Return each line of the items below that contains the string "background", copied in full. Case counts when matching.

# START OF Data provided

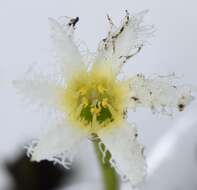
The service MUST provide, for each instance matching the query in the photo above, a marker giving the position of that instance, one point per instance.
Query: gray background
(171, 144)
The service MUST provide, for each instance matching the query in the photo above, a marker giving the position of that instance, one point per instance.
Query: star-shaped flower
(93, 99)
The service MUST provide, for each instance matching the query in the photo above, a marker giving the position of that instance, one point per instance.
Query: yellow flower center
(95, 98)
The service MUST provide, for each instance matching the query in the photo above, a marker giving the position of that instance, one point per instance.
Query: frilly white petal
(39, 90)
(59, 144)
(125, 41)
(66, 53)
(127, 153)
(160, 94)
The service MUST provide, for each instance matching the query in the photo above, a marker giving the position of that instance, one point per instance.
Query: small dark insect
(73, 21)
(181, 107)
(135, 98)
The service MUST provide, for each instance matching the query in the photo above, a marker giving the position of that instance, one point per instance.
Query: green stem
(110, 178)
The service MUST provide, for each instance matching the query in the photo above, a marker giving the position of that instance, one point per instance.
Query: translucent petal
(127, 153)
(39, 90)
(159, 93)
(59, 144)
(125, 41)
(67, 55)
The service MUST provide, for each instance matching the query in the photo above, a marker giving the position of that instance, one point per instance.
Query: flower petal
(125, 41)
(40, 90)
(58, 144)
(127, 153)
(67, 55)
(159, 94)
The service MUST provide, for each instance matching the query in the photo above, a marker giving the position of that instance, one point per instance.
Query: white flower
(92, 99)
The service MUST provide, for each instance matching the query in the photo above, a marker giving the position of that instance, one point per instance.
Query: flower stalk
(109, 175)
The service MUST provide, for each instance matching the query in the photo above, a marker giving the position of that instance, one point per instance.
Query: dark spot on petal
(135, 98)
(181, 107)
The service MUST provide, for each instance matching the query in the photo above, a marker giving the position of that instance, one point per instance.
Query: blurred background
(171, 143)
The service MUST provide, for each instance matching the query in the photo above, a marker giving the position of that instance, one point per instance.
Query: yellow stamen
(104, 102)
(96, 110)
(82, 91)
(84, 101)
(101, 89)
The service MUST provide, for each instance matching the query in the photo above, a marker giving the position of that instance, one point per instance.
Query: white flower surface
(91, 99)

# END OF Data provided
# START OF Data provided

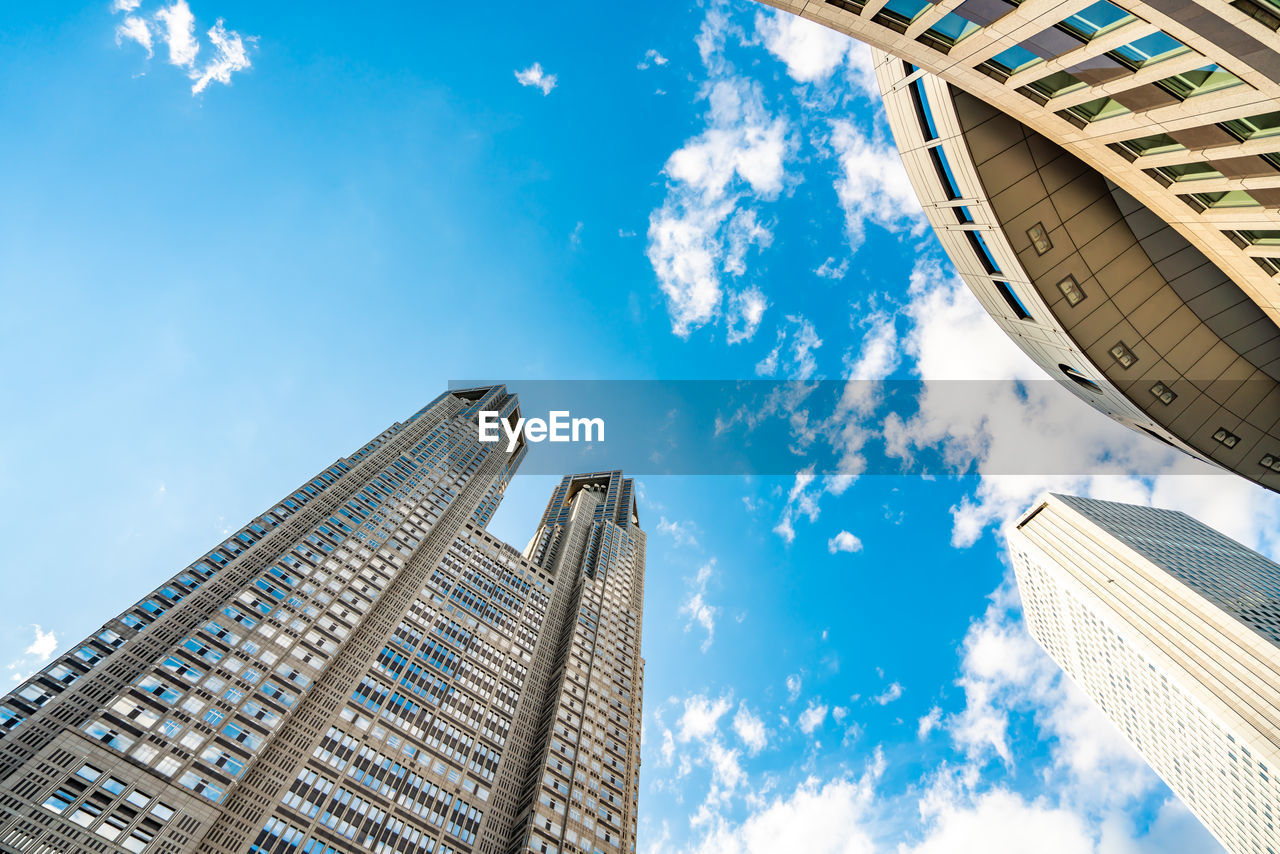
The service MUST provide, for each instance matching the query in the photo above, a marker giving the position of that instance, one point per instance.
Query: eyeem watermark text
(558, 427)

# END OF Data provided

--- Solution for this exercise ---
Query: gray background
Query: blurred background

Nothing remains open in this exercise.